Extracted records
— Begin —

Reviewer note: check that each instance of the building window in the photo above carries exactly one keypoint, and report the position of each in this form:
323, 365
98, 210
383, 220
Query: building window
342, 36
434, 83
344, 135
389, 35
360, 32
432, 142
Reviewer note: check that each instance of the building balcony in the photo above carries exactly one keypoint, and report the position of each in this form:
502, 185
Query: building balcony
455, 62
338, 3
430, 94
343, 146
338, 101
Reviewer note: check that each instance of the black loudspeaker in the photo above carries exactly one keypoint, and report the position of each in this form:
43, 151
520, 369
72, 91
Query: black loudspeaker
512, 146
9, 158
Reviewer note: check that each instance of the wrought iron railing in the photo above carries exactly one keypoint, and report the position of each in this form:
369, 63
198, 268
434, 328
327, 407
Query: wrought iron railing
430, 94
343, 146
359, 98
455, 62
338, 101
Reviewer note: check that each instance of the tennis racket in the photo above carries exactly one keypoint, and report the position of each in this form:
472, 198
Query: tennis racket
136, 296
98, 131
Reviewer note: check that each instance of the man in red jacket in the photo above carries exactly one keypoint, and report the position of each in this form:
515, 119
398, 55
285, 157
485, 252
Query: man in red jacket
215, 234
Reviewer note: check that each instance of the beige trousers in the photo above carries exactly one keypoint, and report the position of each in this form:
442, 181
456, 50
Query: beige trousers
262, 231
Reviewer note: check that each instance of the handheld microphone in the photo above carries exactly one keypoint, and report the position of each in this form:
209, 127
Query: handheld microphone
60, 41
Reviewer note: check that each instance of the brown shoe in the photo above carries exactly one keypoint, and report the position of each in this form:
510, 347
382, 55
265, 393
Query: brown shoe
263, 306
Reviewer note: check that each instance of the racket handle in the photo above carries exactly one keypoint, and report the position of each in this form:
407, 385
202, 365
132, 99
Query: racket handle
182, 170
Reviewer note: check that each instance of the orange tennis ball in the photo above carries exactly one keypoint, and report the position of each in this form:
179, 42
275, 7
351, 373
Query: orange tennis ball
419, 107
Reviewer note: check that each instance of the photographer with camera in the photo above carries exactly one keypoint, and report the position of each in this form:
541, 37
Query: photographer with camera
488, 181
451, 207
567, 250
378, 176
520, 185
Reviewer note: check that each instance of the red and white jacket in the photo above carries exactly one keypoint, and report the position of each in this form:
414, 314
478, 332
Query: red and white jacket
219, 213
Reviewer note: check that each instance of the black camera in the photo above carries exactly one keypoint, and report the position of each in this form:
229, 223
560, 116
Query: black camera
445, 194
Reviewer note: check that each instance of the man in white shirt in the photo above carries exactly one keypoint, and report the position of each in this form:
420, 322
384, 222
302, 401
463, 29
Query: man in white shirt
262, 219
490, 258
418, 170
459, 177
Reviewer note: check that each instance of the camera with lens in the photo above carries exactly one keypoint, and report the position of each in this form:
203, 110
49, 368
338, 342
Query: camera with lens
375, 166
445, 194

— End —
— Begin —

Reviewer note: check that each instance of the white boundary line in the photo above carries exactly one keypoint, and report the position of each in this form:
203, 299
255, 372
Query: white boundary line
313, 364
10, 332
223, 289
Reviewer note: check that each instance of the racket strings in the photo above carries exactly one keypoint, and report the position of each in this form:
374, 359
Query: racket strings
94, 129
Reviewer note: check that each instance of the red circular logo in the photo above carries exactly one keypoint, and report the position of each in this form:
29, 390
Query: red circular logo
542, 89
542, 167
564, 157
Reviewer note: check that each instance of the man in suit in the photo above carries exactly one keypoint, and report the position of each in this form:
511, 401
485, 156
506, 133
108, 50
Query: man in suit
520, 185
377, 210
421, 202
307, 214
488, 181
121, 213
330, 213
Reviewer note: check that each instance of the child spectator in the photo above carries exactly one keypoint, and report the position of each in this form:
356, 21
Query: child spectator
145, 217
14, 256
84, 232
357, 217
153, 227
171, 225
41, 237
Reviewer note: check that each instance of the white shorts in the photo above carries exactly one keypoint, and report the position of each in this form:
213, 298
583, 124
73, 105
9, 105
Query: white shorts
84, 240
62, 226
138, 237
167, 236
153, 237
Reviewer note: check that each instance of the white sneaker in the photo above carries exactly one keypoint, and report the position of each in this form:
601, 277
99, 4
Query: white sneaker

— End —

Show every line in the rows above that contains the string "suit".

Reviewer note: check that each instance of the man in suit in the photo above carries exactly one keypoint, and report the position of each in this form:
Query: man in suit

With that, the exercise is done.